# Task item
Report each line of the records below that uses the word "instance".

-------- The input

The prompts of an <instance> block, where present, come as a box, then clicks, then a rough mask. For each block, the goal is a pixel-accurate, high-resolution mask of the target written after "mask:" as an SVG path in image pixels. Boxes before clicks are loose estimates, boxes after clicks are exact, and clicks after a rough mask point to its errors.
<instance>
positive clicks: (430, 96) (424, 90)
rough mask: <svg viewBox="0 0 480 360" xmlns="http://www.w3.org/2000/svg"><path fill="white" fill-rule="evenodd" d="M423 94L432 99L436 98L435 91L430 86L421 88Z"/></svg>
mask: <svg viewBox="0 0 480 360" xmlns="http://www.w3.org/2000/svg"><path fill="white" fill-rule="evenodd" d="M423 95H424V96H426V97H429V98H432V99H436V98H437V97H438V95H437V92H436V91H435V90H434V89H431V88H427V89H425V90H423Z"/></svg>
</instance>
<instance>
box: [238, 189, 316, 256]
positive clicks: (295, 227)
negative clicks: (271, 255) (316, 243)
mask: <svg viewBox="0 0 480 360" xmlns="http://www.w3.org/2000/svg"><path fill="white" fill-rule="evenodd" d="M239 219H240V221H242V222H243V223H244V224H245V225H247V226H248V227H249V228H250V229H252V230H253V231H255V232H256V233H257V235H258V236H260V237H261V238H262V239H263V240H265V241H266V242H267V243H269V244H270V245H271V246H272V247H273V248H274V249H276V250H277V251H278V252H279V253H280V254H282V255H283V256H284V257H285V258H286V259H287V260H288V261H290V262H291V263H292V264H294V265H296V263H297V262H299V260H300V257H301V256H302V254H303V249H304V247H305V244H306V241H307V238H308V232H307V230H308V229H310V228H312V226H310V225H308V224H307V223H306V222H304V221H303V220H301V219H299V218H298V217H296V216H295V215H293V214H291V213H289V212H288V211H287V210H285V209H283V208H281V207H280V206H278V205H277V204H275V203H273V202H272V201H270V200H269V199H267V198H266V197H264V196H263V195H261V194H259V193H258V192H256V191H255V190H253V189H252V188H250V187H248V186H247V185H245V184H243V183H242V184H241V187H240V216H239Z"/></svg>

----------------

# Answer to this problem
The prompts of an <instance> block, where present, come as a box, then clicks, then a rough mask. For each block, the goal is a pixel-accurate, high-resolution mask of the target written after "mask:" as an SVG path in image pixels. Boxes before clicks are loose estimates, boxes after clicks are exact, and clicks after a rough mask point to its errors.
<instance>
</instance>
<instance>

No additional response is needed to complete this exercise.